• STATED TASK
Starting with the line with "In this exercise you will mark the woman" and going on through the line with "<point>416,442</point>", write those lines out again, requests included, and shift the point coordinates in the answers by adding -57 to every number.

• ENTRIES SHOWN
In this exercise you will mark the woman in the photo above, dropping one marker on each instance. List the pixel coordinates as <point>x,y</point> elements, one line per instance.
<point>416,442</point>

---

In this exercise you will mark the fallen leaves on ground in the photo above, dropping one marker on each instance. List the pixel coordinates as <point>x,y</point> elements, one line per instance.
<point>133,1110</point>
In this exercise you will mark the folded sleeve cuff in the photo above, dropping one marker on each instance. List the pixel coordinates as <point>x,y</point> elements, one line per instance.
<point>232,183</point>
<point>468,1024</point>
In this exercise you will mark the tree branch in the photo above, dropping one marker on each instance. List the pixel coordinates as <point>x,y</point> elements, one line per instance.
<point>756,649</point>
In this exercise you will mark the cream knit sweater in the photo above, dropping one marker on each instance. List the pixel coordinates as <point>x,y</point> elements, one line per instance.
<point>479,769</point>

* * *

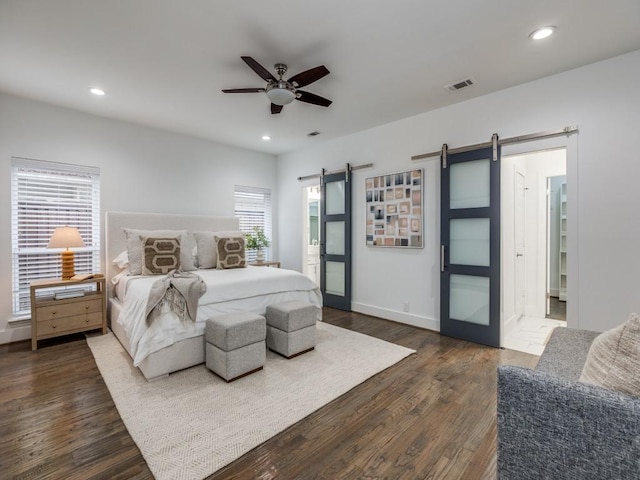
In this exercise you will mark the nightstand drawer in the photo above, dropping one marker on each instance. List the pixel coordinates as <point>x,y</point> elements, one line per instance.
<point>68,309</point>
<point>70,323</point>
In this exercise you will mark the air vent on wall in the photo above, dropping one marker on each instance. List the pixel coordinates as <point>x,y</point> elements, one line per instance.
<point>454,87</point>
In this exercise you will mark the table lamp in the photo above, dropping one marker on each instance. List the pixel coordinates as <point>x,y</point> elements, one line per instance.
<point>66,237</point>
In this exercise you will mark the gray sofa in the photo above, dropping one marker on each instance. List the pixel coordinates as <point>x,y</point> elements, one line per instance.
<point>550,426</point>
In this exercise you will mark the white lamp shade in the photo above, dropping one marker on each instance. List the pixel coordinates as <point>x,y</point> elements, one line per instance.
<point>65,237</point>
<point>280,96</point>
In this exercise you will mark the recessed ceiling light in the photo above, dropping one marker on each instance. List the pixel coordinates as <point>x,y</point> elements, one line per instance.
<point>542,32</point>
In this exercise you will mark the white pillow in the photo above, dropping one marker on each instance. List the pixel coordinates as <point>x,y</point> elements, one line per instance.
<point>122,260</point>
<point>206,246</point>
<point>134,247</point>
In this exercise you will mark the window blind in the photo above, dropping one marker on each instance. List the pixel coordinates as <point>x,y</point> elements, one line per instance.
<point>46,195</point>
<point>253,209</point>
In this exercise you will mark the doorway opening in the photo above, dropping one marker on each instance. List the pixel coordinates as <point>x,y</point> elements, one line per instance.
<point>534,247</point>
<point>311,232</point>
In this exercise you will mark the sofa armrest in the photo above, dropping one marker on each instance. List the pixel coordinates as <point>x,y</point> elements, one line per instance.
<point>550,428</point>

• COMPLETE RESPONSE
In this exercise you will mark the woman in the photo above, dropping one marker on each instance. List the pixel coordinates as <point>x,y</point> elements, one line per instance.
<point>359,385</point>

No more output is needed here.